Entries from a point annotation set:
------------------------------------------------

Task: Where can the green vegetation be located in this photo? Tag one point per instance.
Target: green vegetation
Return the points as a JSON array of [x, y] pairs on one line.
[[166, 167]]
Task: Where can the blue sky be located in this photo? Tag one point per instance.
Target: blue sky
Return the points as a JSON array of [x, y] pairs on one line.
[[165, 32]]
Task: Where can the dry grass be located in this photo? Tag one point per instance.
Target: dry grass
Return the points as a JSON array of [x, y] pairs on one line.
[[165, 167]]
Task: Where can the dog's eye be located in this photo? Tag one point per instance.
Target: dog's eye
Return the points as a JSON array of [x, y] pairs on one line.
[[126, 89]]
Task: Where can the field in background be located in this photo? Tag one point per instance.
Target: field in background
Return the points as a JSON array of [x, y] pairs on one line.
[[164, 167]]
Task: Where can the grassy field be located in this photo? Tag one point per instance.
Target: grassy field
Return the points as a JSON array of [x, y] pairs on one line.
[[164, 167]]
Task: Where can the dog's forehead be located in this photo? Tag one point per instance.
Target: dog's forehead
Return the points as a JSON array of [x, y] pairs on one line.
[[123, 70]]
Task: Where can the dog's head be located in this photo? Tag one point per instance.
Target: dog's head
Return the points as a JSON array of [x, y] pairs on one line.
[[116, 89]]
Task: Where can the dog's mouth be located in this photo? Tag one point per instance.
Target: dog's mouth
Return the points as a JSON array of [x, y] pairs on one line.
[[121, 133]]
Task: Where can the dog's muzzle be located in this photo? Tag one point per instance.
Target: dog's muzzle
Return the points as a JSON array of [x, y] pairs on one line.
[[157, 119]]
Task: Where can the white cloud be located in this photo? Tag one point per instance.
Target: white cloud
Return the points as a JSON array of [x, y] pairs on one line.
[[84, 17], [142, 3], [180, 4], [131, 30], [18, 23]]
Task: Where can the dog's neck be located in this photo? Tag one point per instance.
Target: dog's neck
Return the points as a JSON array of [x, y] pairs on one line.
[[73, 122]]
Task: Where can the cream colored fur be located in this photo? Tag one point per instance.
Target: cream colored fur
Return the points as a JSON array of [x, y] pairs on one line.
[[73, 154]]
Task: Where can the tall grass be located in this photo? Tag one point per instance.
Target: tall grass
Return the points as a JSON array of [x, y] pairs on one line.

------------------------------------------------

THE TASK: Starting at the line containing "Task: Where can the blue" and ending after the line containing "[[165, 167]]", write that part of the material out again, shifting every x and y coordinate in the answers up by 90.

RESPONSE TO THE EXERCISE:
Task: Where can the blue sky be located in this photo? Tag one point per instance.
Target: blue sky
Return the points as a JSON array of [x, y] pairs on one line.
[[255, 122]]
Task: Where can the dry grass be located in this photo? Tag one point per instance.
Target: dry grass
Return the points as a JSON array of [x, y] pairs on one line.
[[255, 257]]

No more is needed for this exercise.